───── Brano di lettura

La traduzione di Kircher, che più barocca non si può, prosegue ancora per una mezza pagina, ma è abbastanza evidente che non gli sarebbe servita per interpolare il testo mancante.

In verità la spiegazione, come fa notare Caterina Marrone, è forse semplice per un osservatore contemporaneo, ma non era per niente ovvia per un uomo del Seicento, per quanto erudito. Come si può notare dal disegno, i lati dell’obelisco sono molto simili due a due: «Possiamo presumere […] che una volta afferrata la somiglianza a facce alterne dell’Obelisco della Minerva, Kircher, da matematico qual era, abbia ragionato per deduzione e abbia pensato […] che se la faccia A è simile alla faccia C, allora anche la faccia B dovrebbe essere simile alla faccia […] D sconosciuta».

──────────
───── Blocco dati

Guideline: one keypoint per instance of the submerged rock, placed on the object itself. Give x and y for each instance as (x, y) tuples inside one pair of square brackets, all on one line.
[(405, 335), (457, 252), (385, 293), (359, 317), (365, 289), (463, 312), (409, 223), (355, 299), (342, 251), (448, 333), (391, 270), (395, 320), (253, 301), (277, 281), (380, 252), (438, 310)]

──────────

■ **Esercizi scritti**:
a: Secondo il brano di lettura, come sono i lati dell’obelisco?
b: Stabilisci se ogni affermazione concorda con il brano di lettura: rispondi sì o no e cita le parole del brano che lo decidono. (i) La traduzione di Kircher continua per mezza pagina. (ii) Per un uomo del Seicento la spiegazione era ovvia. (iii) Kircher era un matematico.

■ **Risposte date**:
a: Sono molto simili due a due.

b:
(i) Sì: «prosegue ancora per una mezza pagina».
(ii) No: «non era per niente ovvia per un uomo del Seicento».
(iii) Sì: «da matematico qual era».